| WHAT THIS TASK INVOLVES |
Can you reproduce word for word the part of the Tokul Creek hatchery article below that starts at "The hatchery is" and ends at "incubating chinook eggs."?

| EXCERPT PROVIDED |

○ ○ ○ ○ ○

The Washington Department of Fish and Wildlife's Tokul Creek Fish Hatchery blocks federally listed chinook salmon from reaching their spawning grounds, traps and kills juvenile and adult salmon, destroys naturally incubating chinook eggs, and damages salmon habitats in Tokul Creek, a critical chinook-spawning tributary of the Snoqualmie River. So says Washington Trout and Washington Public Employees for Environmental Responsibility, two regional environmental organizations that have filed a lawsuit in Seattle's Federal District Court to force WDFW to fix the hatchery.
Washington Trout and PEER are accusing the state agency of violating the Endangered Species Act at Tokul Creek by allowing their hatchery facility to harm and kill, or "take" Puget Sound chinook, listed as a Threatened species since 1999.
The hatchery is located at the confluence of Tokul Creek and the Snoqualmie River, just downstream of Snoqualmie Falls. The water-diversion dam that supplies creek-water to the hatchery blocks nearly all fish from passing upstream, confining spawning salmon, including Threatened chinook, to the lowest 1/3-mile of creek. To protect the hatchery grounds, riprap rocks armor one bank of the creek, constraining the creek against the base of the steep slope opposite the hatchery, contributing to a large landslide. Because the dam blocks their upstream progress, almost all chinook in Tokul Creek must spawn below the slide. During winter rains the landslide dumps silt into the stream, suffocating and destroying incubating chinook eggs.

○ ○ ○ ○ ○

| PROVIDED MATERIAL |
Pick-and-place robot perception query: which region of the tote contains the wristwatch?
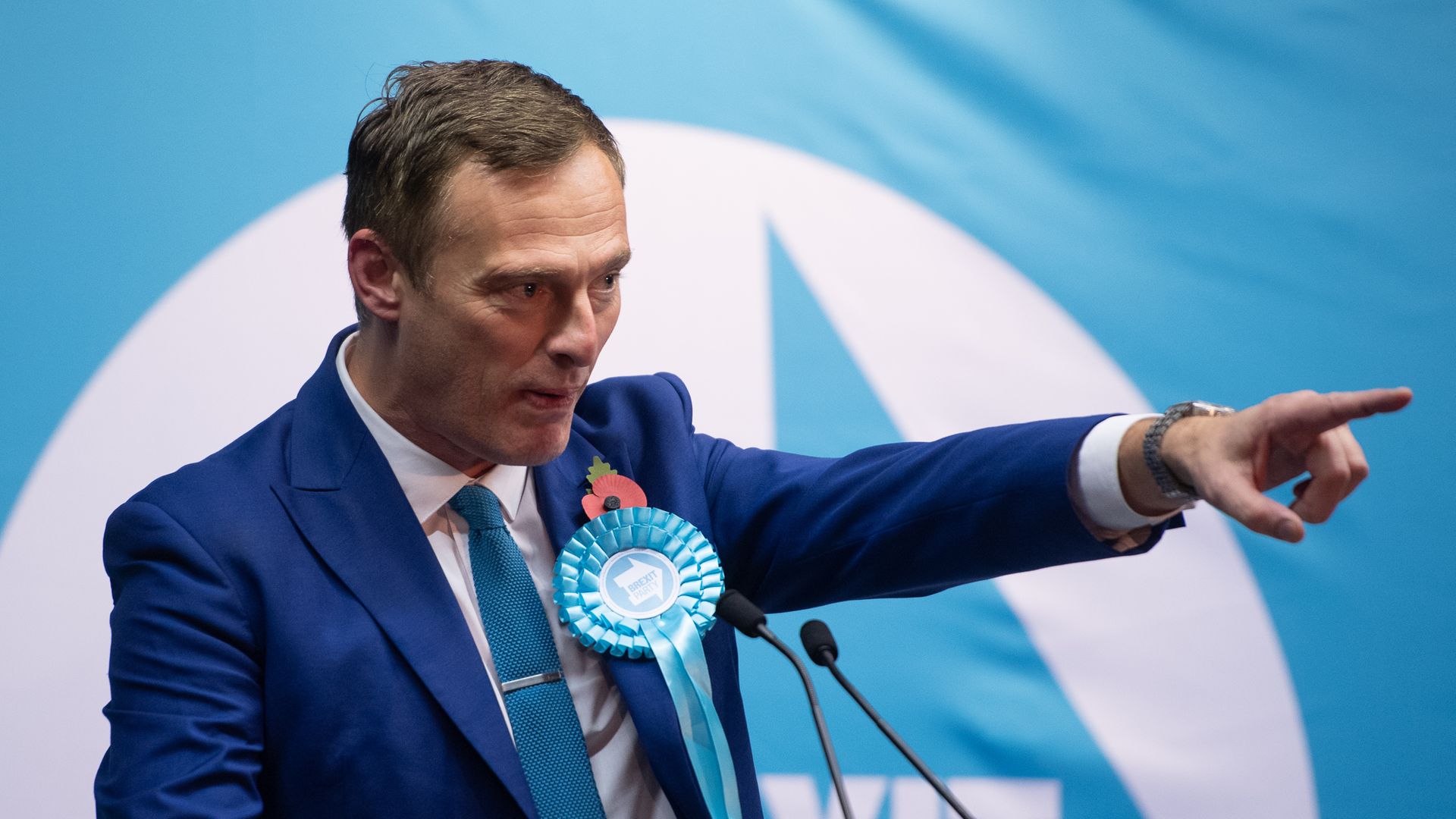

○ ○ ○ ○ ○

| FINAL RESULT |
The hatchery is located at the confluence of Tokul Creek and the Snoqualmie River, just downstream of Snoqualmie Falls. The water-diversion dam that supplies creek-water to the hatchery blocks nearly all fish from passing upstream, confining spawning salmon, including Threatened chinook, to the lowest 1/3-mile of creek. To protect the hatchery grounds, riprap rocks armor one bank of the creek, constraining the creek against the base of the steep slope opposite the hatchery, contributing to a large landslide. Because the dam blocks their upstream progress, almost all chinook in Tokul Creek must spawn below the slide. During winter rains the landslide dumps silt into the stream, suffocating and destroying incubating chinook eggs.